### WHAT YOU WILL DO
(a) Decide whether each statement about the Louvre Abu Dhabi passage agrees with it: (i) The French delegation came to the UAE in 2006. (ii) The agreement with the French delegation was reached in 2006. (iii) The cultural precinct stands on Saadiyat Island. For each, give yes or no and quote the deciding words.
(b) Using the Louvre Abu Dhabi passage, answer these:
(i) What did Abu Dhabi rely on as a business-driven city?
(ii) Who led the French delegation?
(iii) Who is the director of the Louvre Museum in Paris?
(c) Carry on the Louvre Abu Dhabi passage from its final sentence.

### GIVEN PASSAGE

[start]

A Louvre museum in the desert was the goal. The plan: to transform Abu Dhabi from a business-driven city, reliant on oil production, into the cultural epicentre of the Middle East.
This was the motivation of the Abu Dhabi Government when it welcomed a high-powered French delegation to the UAE in 2006 to discuss a joint venture that would eventually see the emirate join the elite Louvre family.
Led by French culture minister Renaud Donnedieu de Vabres, the delegation of high-level national museum representatives reached an agreement a year later in 2007, and French architect Jean Nouvel was nominated as the architect in charge of the project. A decade later, in 2017, the £21 billion cultural precinct on Saadiyat Island opened its doors to the public.
“It took 800 years for the Louvre to become the ‘Louvre’, and it only took 10 years for another Louvre to be born in Abu Dhabi,” Jean-Luc Martinez, director of the Louvre Museum in Paris, said.

[end]

### INFORMATION PROVIDED
[start]

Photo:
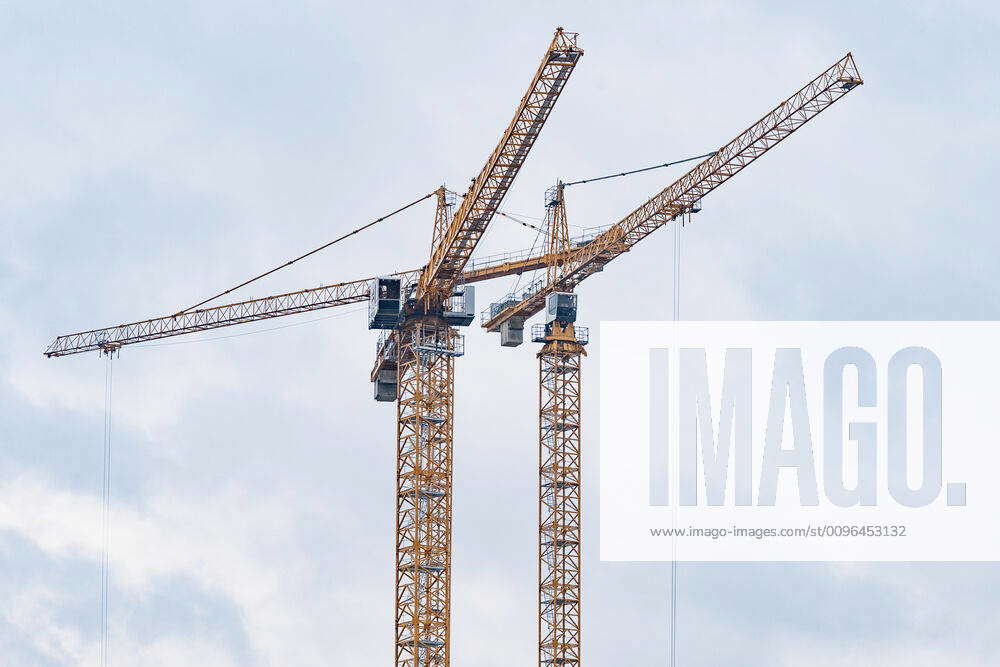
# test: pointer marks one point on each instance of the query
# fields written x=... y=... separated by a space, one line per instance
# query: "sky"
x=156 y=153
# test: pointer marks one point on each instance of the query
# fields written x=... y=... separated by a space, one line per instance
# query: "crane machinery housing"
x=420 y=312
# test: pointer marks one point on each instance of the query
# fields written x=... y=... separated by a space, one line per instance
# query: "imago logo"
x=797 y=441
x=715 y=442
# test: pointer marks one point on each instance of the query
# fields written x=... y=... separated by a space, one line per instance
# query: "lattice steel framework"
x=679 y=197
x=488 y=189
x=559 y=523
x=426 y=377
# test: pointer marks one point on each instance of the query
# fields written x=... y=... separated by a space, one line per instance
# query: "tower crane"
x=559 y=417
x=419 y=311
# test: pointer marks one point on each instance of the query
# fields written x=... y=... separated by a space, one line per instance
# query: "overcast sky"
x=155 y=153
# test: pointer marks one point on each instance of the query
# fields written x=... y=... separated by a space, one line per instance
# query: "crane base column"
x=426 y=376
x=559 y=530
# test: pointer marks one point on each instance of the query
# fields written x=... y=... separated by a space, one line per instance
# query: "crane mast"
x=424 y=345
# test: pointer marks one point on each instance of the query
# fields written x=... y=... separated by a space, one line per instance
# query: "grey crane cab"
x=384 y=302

[end]
[start]

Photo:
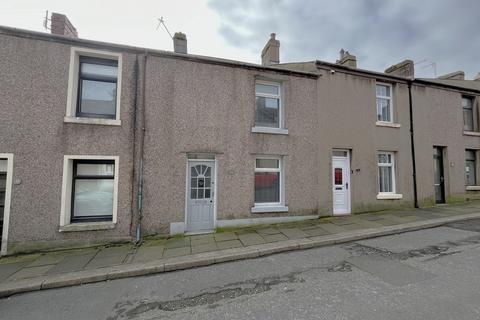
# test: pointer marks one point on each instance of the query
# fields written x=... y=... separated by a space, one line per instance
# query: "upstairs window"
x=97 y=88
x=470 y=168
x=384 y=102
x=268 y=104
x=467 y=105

[end]

### TASK-BY-TASK OUTPUTS
(a)
(i) Yes: "welcomed a high-powered French delegation to the UAE in 2006"
(ii) No: "reached an agreement a year later in 2007"
(iii) Yes: "the £21 billion cultural precinct on Saadiyat Island"

(b)
(i) Oil production
(ii) French culture minister Renaud Donnedieu de Vabres
(iii) Jean-Luc Martinez

(c)
Abu Dhabi reportedly paid France US$525 million (£402 million) to acquire the rights to the Louvre name for 30 years. In addition, $747 million (£571 million) was exchanged to cover consultation fees, art loans and special exhibitions.
Over the 10-year period, it was agreed that the Musée du Louvre would rotate between 200 and 300 artworks through the Abu Dhabi museum at regular intervals and, on the sidelines, the Emirati capital would work hard at assembling its own art collection. France benefited culturally too, with the Abu Dhabi Government contributing $32.5 million (£25 million) to refurbish a wing of Musée du Louvre’s Pavillon de Flore – Sheikh Zayed bin Sultan Al Nahyan Centre – and financed the restoration of the Imperial Theatre at France’s Château de Fontainebleau palace.
According to the Louvre Abu Dhabi director, Manuel Rabate, “The partnership gives us the ability to show exceptional art and artefacts from around the world on a scale never before seen in the region.”
The UAE capital’s newest cultural calling card – the only other Louvre museum outside of France – was always going to be an architectural wonder.
Inspired by the Arabic cupola, a design element often used in Middle Eastern architecture, Nouvel’s dome-shaped structure measures 180 metres (590 feet) in diameter, and features eight layers and 7,850 geometric stars that provide a “Rain of Light” effect, bathing the 24,000-square-metre (258,000-square-foot) space and its 23 galleries in natural light. In order to create the appearance of a floating museum, the structure had to be flooded with water from the surrounding sea – no easy task, but a magnificent sight once completed.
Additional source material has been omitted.